[Opening Data for the task section]

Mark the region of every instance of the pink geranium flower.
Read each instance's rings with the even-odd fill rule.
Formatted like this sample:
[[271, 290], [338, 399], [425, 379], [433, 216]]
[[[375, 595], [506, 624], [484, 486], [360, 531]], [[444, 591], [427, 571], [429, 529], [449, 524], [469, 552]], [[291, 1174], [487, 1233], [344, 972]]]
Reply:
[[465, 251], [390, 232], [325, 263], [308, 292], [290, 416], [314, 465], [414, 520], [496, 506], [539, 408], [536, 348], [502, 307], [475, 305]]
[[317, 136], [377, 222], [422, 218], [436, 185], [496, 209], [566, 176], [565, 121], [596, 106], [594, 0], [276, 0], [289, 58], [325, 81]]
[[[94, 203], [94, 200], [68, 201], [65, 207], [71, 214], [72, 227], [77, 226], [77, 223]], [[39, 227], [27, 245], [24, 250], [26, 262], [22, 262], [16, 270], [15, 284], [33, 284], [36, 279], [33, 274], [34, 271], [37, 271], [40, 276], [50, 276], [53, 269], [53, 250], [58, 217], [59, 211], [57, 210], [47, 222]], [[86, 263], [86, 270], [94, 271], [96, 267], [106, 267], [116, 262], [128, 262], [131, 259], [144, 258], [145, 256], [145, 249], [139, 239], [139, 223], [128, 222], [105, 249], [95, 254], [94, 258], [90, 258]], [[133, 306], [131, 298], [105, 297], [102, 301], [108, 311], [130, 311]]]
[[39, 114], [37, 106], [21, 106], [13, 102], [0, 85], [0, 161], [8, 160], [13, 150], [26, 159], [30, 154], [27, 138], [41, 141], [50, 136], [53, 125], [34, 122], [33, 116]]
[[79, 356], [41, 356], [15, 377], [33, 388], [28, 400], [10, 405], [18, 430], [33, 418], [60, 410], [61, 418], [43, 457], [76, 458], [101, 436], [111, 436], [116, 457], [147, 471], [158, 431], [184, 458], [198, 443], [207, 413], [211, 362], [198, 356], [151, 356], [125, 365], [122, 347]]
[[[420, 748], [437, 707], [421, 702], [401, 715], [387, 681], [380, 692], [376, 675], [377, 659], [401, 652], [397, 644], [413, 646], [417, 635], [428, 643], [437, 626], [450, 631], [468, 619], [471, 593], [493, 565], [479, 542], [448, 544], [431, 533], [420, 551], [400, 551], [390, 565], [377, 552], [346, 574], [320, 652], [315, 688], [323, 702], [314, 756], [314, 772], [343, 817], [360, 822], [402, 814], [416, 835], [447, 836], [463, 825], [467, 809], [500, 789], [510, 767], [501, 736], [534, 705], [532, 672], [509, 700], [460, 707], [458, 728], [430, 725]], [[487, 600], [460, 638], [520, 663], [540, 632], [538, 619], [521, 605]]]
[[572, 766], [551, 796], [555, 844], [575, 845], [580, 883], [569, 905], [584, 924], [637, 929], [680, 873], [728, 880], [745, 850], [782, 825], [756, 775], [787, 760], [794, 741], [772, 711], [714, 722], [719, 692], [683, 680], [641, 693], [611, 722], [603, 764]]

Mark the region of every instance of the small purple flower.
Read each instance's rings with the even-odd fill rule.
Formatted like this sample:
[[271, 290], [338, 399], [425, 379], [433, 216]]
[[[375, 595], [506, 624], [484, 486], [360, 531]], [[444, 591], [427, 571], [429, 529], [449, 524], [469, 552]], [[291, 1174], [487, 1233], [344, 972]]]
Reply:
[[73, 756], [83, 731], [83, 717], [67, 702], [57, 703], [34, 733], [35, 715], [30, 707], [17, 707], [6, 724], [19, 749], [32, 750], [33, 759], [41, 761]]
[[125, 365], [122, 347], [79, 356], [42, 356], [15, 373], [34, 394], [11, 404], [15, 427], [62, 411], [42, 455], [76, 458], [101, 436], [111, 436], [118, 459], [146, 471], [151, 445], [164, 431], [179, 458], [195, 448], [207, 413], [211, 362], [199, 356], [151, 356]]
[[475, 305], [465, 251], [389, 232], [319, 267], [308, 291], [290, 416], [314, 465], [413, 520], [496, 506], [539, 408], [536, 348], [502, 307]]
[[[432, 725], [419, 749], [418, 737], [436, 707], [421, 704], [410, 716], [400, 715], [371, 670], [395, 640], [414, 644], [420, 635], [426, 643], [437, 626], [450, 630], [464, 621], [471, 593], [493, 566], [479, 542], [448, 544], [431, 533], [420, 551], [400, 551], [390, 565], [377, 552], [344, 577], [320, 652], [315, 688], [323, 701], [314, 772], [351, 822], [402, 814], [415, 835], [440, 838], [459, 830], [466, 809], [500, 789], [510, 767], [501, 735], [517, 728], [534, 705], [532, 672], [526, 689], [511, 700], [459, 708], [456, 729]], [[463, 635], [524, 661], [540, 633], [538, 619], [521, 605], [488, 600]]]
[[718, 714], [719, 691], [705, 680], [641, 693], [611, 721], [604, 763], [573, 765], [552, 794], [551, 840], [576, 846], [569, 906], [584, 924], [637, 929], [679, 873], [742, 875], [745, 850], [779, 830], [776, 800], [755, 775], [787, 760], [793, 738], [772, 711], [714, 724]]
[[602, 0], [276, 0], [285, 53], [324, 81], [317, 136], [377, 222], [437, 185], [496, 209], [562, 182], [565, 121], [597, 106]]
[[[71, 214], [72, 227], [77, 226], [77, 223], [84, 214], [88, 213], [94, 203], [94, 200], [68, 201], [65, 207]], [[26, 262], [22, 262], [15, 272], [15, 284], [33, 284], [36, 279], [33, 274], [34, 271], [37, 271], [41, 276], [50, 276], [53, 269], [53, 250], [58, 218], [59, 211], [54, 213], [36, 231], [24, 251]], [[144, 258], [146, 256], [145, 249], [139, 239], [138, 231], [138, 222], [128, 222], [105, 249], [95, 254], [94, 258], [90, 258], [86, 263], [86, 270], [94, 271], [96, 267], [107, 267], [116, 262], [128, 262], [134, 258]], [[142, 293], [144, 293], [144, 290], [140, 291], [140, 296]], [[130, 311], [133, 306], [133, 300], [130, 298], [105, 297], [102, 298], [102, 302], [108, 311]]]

[Closing Data for the task section]

* _What is required_:
From the listing above, copy every line that includes the word "flower".

* _Answer area_:
Mark the region of every instance of the pink geranium flower.
Mark the region of every instance of the small purple flower.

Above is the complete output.